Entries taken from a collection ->
:::::

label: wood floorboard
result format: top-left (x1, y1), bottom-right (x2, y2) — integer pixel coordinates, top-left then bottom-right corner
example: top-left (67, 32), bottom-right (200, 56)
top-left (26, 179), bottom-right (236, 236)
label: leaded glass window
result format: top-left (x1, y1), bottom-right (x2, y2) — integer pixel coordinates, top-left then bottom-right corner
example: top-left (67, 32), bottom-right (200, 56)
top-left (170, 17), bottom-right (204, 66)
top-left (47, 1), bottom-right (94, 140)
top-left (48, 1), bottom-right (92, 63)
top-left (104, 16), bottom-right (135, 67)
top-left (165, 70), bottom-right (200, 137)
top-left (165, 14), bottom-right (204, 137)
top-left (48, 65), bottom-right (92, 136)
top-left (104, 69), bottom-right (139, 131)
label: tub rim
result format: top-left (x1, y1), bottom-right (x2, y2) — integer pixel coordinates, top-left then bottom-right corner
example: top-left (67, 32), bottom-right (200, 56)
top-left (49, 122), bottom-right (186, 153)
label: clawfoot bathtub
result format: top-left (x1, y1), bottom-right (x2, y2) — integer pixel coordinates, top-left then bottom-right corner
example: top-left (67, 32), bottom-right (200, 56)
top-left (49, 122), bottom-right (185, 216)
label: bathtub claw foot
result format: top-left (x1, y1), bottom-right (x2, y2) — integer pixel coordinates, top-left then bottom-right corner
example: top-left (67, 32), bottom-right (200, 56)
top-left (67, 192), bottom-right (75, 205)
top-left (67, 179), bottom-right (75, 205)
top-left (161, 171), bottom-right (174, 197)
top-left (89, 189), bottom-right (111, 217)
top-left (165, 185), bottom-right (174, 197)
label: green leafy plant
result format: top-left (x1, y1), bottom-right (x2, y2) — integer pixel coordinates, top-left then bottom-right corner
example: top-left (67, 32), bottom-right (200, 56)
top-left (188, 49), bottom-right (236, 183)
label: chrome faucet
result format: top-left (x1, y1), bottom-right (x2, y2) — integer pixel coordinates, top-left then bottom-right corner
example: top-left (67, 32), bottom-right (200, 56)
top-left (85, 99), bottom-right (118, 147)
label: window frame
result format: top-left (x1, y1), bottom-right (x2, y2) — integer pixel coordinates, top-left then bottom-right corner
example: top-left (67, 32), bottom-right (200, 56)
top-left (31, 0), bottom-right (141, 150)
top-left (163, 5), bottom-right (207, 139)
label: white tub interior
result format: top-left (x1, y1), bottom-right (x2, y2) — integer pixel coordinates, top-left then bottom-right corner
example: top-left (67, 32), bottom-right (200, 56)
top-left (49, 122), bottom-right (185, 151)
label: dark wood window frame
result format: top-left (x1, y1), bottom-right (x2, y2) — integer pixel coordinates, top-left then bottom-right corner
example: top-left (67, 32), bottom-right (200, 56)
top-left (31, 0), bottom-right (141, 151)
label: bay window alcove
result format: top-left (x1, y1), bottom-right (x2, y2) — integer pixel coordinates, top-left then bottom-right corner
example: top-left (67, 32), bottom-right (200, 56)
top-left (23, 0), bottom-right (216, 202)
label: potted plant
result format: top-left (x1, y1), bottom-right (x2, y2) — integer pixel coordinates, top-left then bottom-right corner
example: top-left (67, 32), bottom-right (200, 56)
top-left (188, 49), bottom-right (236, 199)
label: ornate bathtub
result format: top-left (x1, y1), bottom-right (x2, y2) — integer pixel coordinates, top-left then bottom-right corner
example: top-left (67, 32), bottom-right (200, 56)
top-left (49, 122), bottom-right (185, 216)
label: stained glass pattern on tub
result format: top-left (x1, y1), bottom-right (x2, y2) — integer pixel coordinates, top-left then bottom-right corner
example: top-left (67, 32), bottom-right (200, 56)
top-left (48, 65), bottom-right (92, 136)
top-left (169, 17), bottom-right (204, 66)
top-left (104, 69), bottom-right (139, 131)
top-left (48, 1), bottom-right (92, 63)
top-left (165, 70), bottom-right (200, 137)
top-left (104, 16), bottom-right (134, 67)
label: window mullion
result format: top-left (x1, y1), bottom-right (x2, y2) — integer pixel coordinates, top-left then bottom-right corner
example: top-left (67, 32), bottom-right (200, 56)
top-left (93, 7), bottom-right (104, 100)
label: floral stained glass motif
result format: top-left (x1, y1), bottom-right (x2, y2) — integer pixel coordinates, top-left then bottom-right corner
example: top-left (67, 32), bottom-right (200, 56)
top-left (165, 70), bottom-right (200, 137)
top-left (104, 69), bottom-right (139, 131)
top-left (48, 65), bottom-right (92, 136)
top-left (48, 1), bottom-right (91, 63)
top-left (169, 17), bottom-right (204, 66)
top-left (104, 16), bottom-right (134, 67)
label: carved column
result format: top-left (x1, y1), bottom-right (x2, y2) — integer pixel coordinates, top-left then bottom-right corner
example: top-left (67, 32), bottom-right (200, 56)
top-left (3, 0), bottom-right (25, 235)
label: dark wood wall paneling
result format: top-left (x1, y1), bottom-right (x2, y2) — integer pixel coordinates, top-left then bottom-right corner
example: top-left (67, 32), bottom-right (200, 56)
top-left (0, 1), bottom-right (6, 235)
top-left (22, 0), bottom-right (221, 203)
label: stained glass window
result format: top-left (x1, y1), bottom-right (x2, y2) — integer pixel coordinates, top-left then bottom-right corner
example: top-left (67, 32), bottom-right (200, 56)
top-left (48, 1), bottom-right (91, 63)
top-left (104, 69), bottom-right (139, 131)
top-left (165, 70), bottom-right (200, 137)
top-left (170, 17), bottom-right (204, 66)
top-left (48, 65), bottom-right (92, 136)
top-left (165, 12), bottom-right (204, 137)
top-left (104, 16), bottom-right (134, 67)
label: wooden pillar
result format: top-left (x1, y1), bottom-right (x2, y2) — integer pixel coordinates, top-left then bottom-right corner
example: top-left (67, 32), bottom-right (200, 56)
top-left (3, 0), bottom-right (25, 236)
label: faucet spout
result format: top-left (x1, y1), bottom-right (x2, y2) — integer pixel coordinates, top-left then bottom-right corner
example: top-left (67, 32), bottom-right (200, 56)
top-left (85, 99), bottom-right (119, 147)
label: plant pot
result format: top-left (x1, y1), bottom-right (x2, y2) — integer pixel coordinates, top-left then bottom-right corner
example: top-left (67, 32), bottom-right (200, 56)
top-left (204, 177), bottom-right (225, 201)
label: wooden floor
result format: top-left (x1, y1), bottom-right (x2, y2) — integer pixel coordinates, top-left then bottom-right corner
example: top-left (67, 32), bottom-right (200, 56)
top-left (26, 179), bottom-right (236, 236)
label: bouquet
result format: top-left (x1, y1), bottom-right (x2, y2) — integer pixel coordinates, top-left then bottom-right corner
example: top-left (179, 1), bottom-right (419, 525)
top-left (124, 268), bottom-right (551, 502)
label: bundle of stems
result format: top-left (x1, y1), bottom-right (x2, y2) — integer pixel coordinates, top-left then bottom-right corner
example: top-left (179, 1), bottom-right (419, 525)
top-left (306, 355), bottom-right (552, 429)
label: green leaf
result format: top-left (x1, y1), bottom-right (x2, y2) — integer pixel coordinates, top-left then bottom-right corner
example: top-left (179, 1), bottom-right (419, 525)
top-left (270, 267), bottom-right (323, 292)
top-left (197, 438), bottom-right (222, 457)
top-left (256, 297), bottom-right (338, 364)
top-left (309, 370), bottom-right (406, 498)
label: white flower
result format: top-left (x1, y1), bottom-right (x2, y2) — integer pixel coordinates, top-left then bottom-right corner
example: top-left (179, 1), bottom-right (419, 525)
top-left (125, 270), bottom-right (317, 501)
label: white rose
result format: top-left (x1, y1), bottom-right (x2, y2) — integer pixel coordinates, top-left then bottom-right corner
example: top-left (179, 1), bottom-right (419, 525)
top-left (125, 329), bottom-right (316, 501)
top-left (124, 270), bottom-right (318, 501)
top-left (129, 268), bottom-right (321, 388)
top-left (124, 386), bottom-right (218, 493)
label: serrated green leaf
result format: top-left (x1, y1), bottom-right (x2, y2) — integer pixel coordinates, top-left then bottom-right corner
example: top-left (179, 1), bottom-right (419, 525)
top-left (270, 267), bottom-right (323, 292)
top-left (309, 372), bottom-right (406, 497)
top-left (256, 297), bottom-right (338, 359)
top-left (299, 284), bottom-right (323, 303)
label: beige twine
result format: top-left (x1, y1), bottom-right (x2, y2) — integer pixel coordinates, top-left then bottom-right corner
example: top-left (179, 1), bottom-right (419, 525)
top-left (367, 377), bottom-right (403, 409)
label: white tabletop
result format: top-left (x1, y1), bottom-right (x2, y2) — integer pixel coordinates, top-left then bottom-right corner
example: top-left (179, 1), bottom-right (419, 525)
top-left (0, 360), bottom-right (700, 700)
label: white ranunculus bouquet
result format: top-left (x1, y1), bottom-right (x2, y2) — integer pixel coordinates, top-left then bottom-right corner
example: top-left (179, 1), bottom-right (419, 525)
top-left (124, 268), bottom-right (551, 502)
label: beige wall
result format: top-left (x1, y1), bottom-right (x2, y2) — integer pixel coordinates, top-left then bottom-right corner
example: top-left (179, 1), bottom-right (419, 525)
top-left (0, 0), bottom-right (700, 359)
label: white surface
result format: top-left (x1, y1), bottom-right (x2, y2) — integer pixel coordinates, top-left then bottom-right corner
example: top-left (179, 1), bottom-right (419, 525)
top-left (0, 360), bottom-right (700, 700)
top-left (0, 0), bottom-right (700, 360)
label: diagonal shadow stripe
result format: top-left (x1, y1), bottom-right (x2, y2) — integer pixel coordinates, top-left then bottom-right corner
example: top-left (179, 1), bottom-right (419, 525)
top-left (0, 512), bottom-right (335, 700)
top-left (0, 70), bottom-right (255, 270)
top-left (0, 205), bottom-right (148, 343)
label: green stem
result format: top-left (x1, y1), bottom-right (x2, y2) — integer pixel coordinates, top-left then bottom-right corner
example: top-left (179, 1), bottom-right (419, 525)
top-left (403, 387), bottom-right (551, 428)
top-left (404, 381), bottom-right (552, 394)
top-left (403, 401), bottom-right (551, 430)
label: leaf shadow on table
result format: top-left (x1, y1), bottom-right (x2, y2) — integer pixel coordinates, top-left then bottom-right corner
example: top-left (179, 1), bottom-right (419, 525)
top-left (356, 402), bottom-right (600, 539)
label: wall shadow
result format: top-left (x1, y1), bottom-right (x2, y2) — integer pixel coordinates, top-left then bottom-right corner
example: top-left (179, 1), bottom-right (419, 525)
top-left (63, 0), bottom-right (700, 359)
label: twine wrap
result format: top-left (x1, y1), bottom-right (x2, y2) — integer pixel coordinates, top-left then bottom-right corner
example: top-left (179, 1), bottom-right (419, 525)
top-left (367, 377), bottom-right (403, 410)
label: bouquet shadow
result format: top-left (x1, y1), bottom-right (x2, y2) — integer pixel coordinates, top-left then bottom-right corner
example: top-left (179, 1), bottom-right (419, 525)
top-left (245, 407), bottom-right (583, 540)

:::::

What you are asked to do -> Retype the lines of the records word for word, beginning at the line that contains "label: bay window alcove" and stopping after the line that contains "top-left (93, 7), bottom-right (104, 100)".

Response below ->
label: bay window alcove
result format: top-left (x1, y1), bottom-right (x2, y2) — integer pixel coordinates, top-left then bottom-right corner
example: top-left (67, 32), bottom-right (200, 56)
top-left (23, 0), bottom-right (216, 202)
label: potted plant
result format: top-left (x1, y1), bottom-right (x2, y2) — integer pixel coordinates, top-left then bottom-right corner
example: top-left (67, 32), bottom-right (200, 56)
top-left (188, 49), bottom-right (236, 199)
label: ornate bathtub
result format: top-left (x1, y1), bottom-right (x2, y2) — integer pixel coordinates, top-left then bottom-right corner
example: top-left (67, 32), bottom-right (200, 56)
top-left (49, 122), bottom-right (185, 216)
label: stained glass pattern on tub
result format: top-left (x1, y1), bottom-right (x2, y2) — integer pixel coordinates, top-left then bottom-right corner
example: top-left (67, 32), bottom-right (200, 56)
top-left (48, 65), bottom-right (92, 136)
top-left (169, 17), bottom-right (204, 66)
top-left (104, 69), bottom-right (139, 131)
top-left (48, 1), bottom-right (92, 63)
top-left (165, 70), bottom-right (200, 137)
top-left (104, 16), bottom-right (134, 67)
label: window mullion
result format: top-left (x1, y1), bottom-right (x2, y2) — integer pixel coordinates, top-left then bottom-right corner
example: top-left (67, 32), bottom-right (200, 56)
top-left (93, 7), bottom-right (104, 100)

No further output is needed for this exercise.